● Prompt:
An exact reproduction of the entries is needed. Keep all pictures out of it.

====== Information supplied

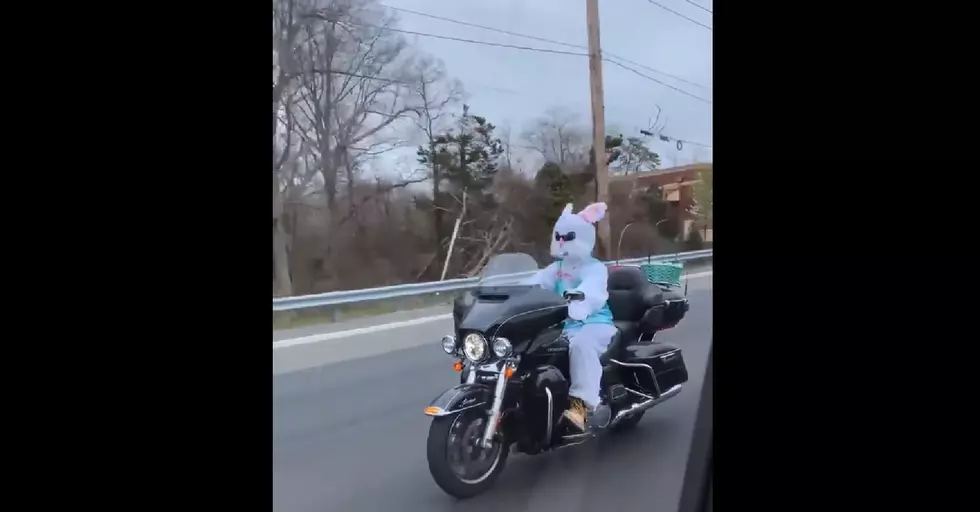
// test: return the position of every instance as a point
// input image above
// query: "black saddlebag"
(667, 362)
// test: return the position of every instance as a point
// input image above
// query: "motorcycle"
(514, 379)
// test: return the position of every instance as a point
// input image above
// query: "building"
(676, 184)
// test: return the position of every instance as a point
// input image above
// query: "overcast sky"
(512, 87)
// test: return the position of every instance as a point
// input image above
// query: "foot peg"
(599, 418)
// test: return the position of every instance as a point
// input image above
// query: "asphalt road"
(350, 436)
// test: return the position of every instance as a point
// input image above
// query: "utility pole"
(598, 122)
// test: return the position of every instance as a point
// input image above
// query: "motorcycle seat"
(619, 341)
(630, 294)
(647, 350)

============

● Answer to this exercise:
// test: return the position of every instance as a point
// input image above
// query: "black saddlebag"
(667, 362)
// test: return the position of every instance as a point
// input image above
// query: "motorcycle"
(514, 379)
// test: return the position of every instance as a point
// input image above
// query: "building"
(676, 184)
// test: return the position of every instance as a point
// input image above
// query: "overcast sky"
(512, 87)
// test: return the position of every instance as a point
// input image above
// query: "foot peg"
(599, 418)
// test: return the position of every instance as a point
// input image above
// query: "asphalt road"
(350, 436)
// test: return the position of every instance as a point
// input image above
// query: "utility pole"
(598, 122)
// test: return the position of every instance as a point
// input image above
// query: "motorcycle seat"
(619, 341)
(630, 294)
(647, 350)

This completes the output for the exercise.